Testo di lettura:
════════════════════
Leggo più volentieri i critici scrittori, come Diderot e Baudelaire, e fra gli italiani Longhi, maestro (come Contini) di tali malizie stilistiche, invenzioni lessicali, arguzie di linguaggio, da farsi leggere come letteratura squisita. In fondo, spesso la miglior prosa italiana è stata così: estremamente ricercata, elegante, fantastica, aristocratica, intraducibile. E Longhi si gusta come un piacere, come una pietanza meravigliosa. Credo anche di dovere moltissimo alla metodologia, all’espressività, all’eclettismo di Mario Praz, di Bruno Barilli, di Alberto Savinio. La nostra società è piena di conversatori eccellenti che si ascoltano con piacere, e che si esprimono con aneddoti e con paragoni. Qualcosa che cerco di fermare sulla pagina è questo tono di conversazione intellettuale italiana che ha lasciato poche tracce nella nostra letteratura, così povera di diari e di epistolari. Forse tutto lo spirito veniva impiegato o sperperato nella conversazione colta.

Lei ha più volte espresso il suo apprezzamento per gli artisti italiani degli anni ’60, per esempio per Schifano. Ma non trova che nelle mostre all’estero siano normalmente sottorappresentati?

Mi sembra che siano state consumate delle iniquità nei confronti dei nostri artisti degli anni ’60, e dei favoritismi nei confronti degli artisti degli anni ’80. Questo da un punto di vista di politica culturale dei musei, delle fondazioni e ovviamente dei galleristi e dei mercanti prima di tutto, e possiamo vedere quali erano le ragioni: negli anni ’60, un certo gruppo di gallerie aveva tutto l’interesse a spingere un’arte soltanto americana, soltanto nazionalistica e patriottica oltre che pop. Ai non americani, per esempio a Pistoletto e a Schifano, si chiedeva di «nazionalizzarsi», di andare a New York e di lasciarsi assimilare. Ho l’impressione che allora esponessero soprattutto coloro che facevano mappe degli Stati Uniti, bandiere, prodotti industriali americani e altri emblemi di patriottismo. Non so fino a che punto questo programma fosse lucido e voluto o invece pulsionale e istintivo. Col senno del poi, però, chi faceva un certo tipo di arte patriottica veniva lanciato, gli altri no.
════════════════════
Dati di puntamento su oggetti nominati
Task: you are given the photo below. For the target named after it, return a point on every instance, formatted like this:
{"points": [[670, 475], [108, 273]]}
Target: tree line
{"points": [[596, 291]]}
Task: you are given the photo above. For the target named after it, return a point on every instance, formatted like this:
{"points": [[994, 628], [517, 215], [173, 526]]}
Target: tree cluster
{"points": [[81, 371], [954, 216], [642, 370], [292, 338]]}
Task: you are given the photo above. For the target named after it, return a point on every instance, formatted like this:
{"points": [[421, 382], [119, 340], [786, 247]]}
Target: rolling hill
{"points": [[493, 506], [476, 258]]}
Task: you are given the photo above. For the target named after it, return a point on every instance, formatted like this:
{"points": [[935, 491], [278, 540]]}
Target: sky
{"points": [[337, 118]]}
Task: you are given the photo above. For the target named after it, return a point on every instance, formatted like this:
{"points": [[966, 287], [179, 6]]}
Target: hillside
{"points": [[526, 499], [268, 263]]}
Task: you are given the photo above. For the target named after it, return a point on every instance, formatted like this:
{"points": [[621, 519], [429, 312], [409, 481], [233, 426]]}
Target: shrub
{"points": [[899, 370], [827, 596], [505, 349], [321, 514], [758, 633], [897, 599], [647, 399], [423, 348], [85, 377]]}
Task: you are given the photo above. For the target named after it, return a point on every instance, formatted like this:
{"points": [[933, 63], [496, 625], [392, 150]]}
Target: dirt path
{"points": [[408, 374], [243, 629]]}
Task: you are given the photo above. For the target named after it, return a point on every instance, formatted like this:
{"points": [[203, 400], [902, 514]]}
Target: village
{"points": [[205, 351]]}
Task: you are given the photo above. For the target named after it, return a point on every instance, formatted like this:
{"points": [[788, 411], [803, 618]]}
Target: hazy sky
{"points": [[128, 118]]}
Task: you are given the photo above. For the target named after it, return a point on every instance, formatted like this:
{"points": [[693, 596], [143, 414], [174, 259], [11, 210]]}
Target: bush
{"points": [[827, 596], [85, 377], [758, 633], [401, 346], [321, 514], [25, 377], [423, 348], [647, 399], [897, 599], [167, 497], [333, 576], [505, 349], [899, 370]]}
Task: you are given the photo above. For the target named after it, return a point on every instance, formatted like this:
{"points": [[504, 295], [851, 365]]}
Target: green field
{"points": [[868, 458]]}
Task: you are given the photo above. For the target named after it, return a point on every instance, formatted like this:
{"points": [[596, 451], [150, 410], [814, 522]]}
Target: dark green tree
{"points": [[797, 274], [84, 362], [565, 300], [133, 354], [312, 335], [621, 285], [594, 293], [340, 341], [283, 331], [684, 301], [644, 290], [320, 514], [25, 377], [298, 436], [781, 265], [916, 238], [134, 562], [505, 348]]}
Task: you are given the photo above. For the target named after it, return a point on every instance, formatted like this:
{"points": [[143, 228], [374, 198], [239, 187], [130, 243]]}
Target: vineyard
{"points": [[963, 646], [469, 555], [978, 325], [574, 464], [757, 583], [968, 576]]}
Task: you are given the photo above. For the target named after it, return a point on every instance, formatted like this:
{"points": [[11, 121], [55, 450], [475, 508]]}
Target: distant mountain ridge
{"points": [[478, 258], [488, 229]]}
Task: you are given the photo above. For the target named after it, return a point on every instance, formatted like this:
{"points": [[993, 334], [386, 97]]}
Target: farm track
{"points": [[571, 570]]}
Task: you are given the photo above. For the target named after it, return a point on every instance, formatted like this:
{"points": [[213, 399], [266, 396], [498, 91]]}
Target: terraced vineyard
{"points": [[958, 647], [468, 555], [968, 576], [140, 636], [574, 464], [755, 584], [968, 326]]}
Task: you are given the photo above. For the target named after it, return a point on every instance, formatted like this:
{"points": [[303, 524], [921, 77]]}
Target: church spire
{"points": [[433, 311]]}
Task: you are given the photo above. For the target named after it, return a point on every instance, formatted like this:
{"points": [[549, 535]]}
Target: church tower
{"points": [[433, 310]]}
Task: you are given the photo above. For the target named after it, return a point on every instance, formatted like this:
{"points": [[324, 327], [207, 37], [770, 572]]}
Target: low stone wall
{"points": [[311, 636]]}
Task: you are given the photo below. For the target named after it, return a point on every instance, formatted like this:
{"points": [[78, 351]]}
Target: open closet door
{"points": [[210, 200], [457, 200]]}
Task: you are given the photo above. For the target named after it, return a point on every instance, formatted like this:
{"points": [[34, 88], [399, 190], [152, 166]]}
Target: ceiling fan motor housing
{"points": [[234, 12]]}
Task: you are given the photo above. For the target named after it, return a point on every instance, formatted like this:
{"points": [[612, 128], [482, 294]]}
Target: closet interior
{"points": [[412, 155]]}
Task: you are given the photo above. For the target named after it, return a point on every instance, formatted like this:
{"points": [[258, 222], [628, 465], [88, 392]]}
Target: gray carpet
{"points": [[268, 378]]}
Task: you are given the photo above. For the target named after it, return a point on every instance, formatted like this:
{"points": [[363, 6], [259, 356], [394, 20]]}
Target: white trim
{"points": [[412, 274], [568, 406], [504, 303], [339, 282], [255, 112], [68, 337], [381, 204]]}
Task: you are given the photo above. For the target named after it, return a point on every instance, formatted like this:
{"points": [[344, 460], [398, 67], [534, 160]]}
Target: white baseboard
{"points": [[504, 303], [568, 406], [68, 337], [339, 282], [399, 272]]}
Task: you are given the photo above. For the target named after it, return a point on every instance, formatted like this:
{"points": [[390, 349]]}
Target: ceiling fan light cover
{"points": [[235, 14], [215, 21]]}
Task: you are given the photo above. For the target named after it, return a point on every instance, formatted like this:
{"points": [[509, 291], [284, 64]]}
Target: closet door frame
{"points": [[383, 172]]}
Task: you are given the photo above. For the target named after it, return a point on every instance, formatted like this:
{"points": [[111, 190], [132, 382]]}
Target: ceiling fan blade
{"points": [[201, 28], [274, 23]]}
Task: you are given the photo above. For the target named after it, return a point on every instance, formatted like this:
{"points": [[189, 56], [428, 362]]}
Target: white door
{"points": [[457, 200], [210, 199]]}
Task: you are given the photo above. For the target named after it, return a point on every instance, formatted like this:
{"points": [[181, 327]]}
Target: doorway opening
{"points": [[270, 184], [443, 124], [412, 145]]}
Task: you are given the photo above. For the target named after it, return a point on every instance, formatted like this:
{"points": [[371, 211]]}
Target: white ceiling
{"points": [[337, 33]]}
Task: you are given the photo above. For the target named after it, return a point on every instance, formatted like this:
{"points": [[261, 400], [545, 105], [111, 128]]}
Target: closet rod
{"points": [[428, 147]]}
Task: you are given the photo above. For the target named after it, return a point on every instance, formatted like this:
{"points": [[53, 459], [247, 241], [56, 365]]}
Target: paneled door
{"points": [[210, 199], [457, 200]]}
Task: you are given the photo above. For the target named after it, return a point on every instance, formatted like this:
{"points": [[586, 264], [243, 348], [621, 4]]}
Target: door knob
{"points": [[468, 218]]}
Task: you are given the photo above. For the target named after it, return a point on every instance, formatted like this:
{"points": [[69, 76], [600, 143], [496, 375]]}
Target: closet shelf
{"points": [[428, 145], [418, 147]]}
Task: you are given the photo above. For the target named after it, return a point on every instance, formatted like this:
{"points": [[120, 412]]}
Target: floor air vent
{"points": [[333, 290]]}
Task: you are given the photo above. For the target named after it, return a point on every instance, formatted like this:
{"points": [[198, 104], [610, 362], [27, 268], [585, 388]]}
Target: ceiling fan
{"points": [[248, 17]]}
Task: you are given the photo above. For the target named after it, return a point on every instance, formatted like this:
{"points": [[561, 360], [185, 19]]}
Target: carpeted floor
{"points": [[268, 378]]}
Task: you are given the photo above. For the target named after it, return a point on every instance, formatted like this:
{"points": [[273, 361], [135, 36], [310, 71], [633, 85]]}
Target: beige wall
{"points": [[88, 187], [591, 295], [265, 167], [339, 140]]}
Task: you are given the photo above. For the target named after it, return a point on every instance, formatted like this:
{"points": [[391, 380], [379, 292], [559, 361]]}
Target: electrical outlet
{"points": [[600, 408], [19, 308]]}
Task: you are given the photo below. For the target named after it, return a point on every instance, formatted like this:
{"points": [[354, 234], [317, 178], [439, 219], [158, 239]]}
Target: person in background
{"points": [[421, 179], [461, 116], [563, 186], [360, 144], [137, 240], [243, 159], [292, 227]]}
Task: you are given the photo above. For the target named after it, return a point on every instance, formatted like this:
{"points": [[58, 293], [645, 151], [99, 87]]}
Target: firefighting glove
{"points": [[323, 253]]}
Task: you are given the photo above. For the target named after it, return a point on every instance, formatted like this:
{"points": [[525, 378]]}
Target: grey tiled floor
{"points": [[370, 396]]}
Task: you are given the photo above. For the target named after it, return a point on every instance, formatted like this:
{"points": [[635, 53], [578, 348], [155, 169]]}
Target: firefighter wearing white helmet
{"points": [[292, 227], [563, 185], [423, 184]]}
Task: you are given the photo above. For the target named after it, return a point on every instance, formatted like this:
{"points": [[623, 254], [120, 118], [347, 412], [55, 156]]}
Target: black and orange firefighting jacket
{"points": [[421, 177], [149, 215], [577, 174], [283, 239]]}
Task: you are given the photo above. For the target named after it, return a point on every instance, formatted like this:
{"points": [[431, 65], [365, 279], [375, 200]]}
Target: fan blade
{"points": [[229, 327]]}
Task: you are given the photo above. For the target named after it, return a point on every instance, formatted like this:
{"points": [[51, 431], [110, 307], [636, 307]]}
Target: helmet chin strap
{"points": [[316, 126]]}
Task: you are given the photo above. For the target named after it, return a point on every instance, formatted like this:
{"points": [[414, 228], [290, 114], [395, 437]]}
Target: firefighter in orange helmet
════════════════════
Esercizi proposti:
1. Trascrivi il passo dell'intervista sull'arte italiana che va da "Lei ha più volte" fino a "siano normalmente sottorappresentati?".
2. Scrivi il seguito dell'intervista sull'arte italiana, riprendendo subito dopo l'ultima frase riportata.
I dati sono materiale a sé, distinto dal testo.

Soluzioni per esercizio:
1.
Lei ha più volte espresso il suo apprezzamento per gli artisti italiani degli anni ’60, per esempio per Schifano. Ma non trova che nelle mostre all’estero siano normalmente sottorappresentati?

2.
Adesso la situazione è rovesciata: l’arte è più nazionalista. La Transavanguardia italiana…

Tutte le volte che vedo una mostra di Chagall, ritrovo molta Transavanguardia italiana o tedesca. Ho visto la recente mostra di Chagall alla Royal Academy. Al ventesimo violinista sul tetto si aveva la stessa sensazione di monotonia e di ripetitività suscitata dall’altra mostra contemporanea di Renoir, di fronte alla cinquantesima bagnante fatta con gli stessi colori, con le stesse pennellate e con la stessa modella nel medesimo atteggiamento.

Quando morì de Chirico nel ’78 lei scrisse: «E insomma, ecco qui, senza più dubbi, il massimo pittore del Novecento. Giù il cappello! E non avendo il cappello: giù la testa! E non avendo neanche testa: giù tutto il resto!». Tra tanti encomi funebri nessuno fu altrettanto assoluto e tutto sommato chiaroveggente.

Ma io l’ho sempre trovato affascinante. Né più né meno come amavamo alcuni maestri del ’900 nella letteratura, Gadda e Palazzeschi, che anche se non hanno riconoscimenti all’estero rimangono dei punti di riferimento altissimi per la nostra generazione. Non ho mai avuto dubbi sulla grandezza di de Chirico: bastavano le opere importanti per sorvolare serenamente gli ultimi decenni, in attesa di ritornarci sopra.

Ora, da spettatore lei diventa attore: in settembre a Torino alla Mole Antonelliana lei firmerà una sua mostra.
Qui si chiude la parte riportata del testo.